→ Page excerpt
◆ ◆ ◆ ◆ ◆
ART DAVIE: It was all painted in, uh, you know, doctor office colors but upscale and bright.
CHRIS BERUBE: So here comes Art, neat hair… suit… tie… And Rorion… he’s a little skeptical.
RORION GRACIE: Art, he was like, see, what’s the name of the guy? Joe Pesci on Lethal Weapon, ya know?
CHRIS BERUBE: But Art wears him down. He comes in all the time for months. He helps Rorion market a videotape promoting the family, called ‘Gracie’s in Action.’ It makes a bunch of money, and Rorion realizes, this guy is pretty good at business. He can bring my family to a big audience.
RORION GRACIE: Art, you and I are gonna work together on this project. So, we partner up…
ART DAVIE: I said we’re gonna do a tournament. Single-elimination.
RORION GRACIE: The world of Karate against the world of Kung Fu, against the world of Jiu-Jitsu, against the world of Judo. That was the concept.
CHRIS BERUBE: This would be the tournament to end all tournaments. A prize fight to decide which discipline is the best. They’ll call it, ‘WAR OF THE WORLDS: A street fight to see who could beat up anybody. No-holds-barred.’
RORION GRACIE: And he said, ‘Hold on. Maybe the only way to go about this if you wanna reach the masses. You gotta go to television.’ Then I said, ‘Well let’s go to television then.’ You know?
◆ ◆ ◆ ◆ ◆
→ Record set
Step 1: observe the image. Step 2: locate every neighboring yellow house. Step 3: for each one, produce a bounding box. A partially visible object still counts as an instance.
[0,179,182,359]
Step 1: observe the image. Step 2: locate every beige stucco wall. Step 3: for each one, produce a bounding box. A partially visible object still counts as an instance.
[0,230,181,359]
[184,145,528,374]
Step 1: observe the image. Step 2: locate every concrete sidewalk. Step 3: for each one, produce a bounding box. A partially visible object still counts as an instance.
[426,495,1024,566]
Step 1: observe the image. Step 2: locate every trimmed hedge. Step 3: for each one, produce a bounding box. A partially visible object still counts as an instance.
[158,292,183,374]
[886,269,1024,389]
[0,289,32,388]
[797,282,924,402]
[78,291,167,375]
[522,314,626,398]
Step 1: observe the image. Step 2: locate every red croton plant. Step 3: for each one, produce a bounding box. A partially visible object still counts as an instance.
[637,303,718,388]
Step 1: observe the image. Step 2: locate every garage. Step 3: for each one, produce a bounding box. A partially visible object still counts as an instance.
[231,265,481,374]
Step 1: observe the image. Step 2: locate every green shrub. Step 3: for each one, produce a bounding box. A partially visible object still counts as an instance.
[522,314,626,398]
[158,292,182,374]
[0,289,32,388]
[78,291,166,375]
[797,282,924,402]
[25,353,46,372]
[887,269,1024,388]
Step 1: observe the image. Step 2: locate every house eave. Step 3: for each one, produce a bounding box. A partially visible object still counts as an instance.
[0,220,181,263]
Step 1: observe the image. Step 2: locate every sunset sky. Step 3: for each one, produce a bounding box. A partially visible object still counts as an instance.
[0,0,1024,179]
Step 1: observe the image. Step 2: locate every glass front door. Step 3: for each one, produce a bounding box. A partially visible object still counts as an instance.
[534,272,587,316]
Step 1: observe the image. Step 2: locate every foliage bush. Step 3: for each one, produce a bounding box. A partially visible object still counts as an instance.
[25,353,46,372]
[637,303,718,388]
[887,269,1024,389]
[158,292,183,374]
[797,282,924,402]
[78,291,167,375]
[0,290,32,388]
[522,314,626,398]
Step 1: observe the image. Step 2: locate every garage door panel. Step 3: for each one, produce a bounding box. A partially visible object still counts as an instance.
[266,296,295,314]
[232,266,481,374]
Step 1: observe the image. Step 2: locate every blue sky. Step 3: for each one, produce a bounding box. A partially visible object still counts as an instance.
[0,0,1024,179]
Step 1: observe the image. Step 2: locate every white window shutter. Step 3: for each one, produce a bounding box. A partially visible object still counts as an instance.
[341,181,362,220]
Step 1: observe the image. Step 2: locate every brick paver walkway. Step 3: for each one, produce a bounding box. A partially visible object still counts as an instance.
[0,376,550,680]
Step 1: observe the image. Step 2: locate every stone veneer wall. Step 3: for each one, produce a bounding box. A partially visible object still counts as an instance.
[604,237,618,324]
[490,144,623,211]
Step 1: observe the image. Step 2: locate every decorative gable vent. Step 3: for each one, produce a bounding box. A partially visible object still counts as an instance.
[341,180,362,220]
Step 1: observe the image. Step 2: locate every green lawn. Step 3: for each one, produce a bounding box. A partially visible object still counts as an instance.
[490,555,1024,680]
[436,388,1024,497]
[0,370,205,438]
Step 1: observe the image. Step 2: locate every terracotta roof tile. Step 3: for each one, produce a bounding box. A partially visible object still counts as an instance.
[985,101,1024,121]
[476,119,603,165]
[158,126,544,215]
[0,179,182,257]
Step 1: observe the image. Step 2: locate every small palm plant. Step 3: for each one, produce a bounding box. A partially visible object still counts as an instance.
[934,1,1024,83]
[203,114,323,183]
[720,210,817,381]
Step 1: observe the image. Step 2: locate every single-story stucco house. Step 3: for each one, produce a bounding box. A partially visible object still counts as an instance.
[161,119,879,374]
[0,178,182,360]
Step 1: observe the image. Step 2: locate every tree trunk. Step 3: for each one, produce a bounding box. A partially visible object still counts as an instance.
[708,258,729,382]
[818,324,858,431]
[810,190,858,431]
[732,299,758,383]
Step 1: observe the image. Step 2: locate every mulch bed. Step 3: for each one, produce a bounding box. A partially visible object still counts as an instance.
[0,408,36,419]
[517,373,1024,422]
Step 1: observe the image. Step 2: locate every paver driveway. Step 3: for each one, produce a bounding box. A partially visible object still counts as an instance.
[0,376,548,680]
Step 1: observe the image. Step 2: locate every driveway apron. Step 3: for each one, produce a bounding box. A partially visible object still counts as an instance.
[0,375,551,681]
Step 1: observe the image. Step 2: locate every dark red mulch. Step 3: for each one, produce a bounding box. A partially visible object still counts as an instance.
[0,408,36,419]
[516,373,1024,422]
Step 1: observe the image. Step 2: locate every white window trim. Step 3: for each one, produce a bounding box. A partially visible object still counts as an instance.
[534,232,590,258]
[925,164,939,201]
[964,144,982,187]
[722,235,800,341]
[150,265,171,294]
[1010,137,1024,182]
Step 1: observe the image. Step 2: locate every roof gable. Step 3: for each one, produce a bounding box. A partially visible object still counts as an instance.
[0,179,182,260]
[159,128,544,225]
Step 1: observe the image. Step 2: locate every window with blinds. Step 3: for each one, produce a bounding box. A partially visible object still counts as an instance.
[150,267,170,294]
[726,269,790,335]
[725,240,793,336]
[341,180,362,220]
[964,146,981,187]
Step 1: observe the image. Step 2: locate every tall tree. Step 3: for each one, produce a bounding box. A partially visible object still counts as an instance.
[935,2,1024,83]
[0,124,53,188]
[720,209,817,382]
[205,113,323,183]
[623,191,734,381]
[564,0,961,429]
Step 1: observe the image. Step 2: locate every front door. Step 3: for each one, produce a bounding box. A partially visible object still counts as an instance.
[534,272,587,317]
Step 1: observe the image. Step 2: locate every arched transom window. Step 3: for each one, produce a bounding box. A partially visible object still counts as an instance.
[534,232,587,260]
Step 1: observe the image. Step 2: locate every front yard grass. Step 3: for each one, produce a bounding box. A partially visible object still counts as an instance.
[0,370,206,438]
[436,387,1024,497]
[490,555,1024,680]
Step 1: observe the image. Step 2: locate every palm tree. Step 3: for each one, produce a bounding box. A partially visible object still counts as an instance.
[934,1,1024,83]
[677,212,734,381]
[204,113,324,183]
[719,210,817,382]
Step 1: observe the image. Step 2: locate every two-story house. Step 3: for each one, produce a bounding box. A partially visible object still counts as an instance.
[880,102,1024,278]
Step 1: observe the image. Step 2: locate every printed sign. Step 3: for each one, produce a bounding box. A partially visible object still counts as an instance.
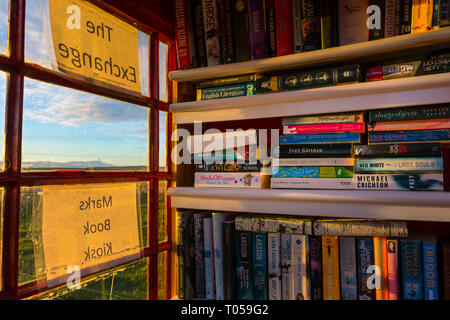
[49,0,141,93]
[42,183,140,287]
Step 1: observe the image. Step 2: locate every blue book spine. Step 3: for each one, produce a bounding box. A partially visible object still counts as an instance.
[356,237,376,300]
[203,217,216,300]
[252,232,268,300]
[422,241,439,300]
[400,240,423,300]
[280,132,361,145]
[369,129,450,144]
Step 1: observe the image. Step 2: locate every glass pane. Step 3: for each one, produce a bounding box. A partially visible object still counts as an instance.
[0,0,9,54]
[25,0,150,96]
[19,182,148,284]
[22,79,149,171]
[159,111,168,171]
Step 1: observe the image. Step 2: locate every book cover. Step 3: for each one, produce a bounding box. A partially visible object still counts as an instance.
[267,232,281,300]
[400,240,423,300]
[322,236,341,300]
[252,232,269,300]
[308,235,323,300]
[356,237,376,300]
[339,237,358,300]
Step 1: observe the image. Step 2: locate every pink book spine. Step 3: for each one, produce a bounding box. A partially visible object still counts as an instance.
[283,122,365,134]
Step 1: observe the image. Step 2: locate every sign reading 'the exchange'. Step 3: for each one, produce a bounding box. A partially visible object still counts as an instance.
[42,183,140,287]
[49,0,141,92]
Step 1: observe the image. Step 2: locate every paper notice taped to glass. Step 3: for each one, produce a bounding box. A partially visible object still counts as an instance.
[42,183,141,288]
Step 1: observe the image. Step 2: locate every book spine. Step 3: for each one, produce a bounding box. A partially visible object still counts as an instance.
[373,237,389,300]
[275,0,294,56]
[355,143,442,157]
[339,237,358,300]
[322,236,340,300]
[283,122,366,134]
[386,239,399,300]
[272,167,353,178]
[252,232,269,300]
[270,178,354,189]
[422,241,439,300]
[267,232,281,300]
[369,129,450,144]
[302,0,322,51]
[203,217,216,300]
[265,0,277,57]
[400,240,423,300]
[356,237,376,300]
[248,0,266,60]
[355,157,443,173]
[280,132,361,145]
[233,0,251,62]
[356,173,444,191]
[308,236,323,300]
◆ ◆ ◆ ◆ ◆
→ Exercise details
Rename "Kung Fu" as "Taekwondo" in the transcript from "RORION GRACIE: Art, you" to "was the concept.". The items aren't needed here.

→ Response to the exercise
RORION GRACIE: Art, you and I are gonna work together on this project. So, we partner up…
ART DAVIE: I said we’re gonna do a tournament. Single-elimination.
RORION GRACIE: The world of Karate against the world of Taekwondo, against the world of Jiu-Jitsu, against the world of Judo. That was the concept.